→ **Instructions for the task**: Copy the rows below word for word, starting at the line that contains "Indicate every instance of the dark" and ending at the final line of the rows. Leave out everything before that line.

- - - -

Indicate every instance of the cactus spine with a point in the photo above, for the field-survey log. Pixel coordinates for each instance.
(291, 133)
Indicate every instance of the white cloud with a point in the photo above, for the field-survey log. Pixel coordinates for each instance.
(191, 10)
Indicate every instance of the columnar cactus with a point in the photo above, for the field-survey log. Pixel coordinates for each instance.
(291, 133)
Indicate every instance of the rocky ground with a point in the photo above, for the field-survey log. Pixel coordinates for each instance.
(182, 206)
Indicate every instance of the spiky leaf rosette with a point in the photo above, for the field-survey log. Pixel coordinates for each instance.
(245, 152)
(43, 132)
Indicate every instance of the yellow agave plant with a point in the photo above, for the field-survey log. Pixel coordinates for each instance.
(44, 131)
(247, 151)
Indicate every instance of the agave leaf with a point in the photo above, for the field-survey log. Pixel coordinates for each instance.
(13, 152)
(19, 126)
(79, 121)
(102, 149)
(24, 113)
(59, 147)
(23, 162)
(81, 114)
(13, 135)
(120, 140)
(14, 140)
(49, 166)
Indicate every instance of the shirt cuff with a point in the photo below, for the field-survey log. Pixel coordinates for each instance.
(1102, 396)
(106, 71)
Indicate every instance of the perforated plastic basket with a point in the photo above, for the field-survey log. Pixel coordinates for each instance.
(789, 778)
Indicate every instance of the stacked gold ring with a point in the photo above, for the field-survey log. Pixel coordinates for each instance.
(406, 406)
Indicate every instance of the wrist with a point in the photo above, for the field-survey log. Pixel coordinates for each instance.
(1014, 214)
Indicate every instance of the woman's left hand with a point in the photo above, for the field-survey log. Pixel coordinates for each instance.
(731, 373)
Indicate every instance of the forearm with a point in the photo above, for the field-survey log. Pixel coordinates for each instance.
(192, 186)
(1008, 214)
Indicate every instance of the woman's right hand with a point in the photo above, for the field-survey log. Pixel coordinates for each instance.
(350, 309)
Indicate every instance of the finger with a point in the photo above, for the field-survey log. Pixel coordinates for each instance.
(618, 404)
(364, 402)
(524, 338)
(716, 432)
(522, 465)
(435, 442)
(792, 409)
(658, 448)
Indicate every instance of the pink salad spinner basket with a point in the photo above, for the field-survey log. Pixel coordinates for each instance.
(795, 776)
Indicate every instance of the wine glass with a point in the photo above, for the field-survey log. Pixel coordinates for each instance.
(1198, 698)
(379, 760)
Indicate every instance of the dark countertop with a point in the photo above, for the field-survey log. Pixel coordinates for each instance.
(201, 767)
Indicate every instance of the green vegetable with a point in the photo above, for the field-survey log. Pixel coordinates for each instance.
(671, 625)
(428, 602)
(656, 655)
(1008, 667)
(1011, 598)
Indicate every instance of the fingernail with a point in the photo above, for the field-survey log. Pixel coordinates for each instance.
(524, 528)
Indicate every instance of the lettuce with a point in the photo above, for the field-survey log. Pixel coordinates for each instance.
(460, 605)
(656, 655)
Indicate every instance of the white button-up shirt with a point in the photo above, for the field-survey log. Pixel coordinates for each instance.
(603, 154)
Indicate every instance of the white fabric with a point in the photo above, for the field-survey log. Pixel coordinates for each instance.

- - - -

→ **Result of the exercise**:
Indicate every instance of the dark countertop with a point in the photo above, for the field-survey log. Pixel coordinates for each instance.
(201, 767)
Indicate every instance of the green vegetable with a point in the photo above, for the field-survey log. Pixel coordinates for each instance.
(671, 625)
(428, 602)
(656, 655)
(1008, 667)
(1011, 598)
Indicate every instance of the fingernail with a point in the photo above, for the field-survey log. Pixel coordinates for each instance.
(524, 528)
Indicate every instance of the lettuce with a point in the photo above, for the field-survey log. Pixel coordinates for each instance.
(460, 605)
(656, 655)
Indicate every instance of the white button-up shirt with a point in the photo above, for the field-survey log. Pixel coordinates for each instance.
(603, 154)
Indicate every instance of the white fabric with a point in the photo above, for the field-survey log. Pixel coordinates for each instance.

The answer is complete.